EXTRACTED DATA:

───

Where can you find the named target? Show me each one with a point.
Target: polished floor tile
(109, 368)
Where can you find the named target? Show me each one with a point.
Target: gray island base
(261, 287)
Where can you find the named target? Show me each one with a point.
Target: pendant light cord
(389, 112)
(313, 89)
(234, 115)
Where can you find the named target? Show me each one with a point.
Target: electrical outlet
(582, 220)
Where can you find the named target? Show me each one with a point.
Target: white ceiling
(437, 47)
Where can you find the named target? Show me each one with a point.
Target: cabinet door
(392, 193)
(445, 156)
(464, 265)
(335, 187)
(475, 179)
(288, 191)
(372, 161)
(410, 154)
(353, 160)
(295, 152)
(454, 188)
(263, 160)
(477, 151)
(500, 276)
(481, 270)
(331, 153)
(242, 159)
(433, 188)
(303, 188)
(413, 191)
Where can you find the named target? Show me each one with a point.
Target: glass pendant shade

───

HOW TO COMPLETE THIS TASK:
Reproduce, exactly, all the lines shown above.

RESULT:
Where can you find the named target? Show me each one with a point.
Target: polished floor tile
(109, 368)
Where can you find the named target? Show me each one with a point.
Target: gray island base
(261, 287)
Where can you find the named target? Show me each one with a point.
Target: pendant light cord
(389, 112)
(313, 89)
(234, 115)
Where can you find the named target? Show me each one with a point.
Target: electrical outlet
(582, 220)
Where can you find the named target? Show me each one with a point.
Target: white ceiling
(437, 47)
Where can you find the named target? Show me each one with a point.
Target: cabinet door
(392, 193)
(445, 156)
(464, 265)
(335, 187)
(475, 179)
(288, 191)
(372, 161)
(410, 154)
(353, 160)
(295, 152)
(454, 188)
(263, 160)
(477, 151)
(500, 276)
(481, 270)
(331, 153)
(242, 159)
(433, 188)
(303, 188)
(413, 191)
Where can you find the named target? Show me each one with a point.
Target: glass pendant shade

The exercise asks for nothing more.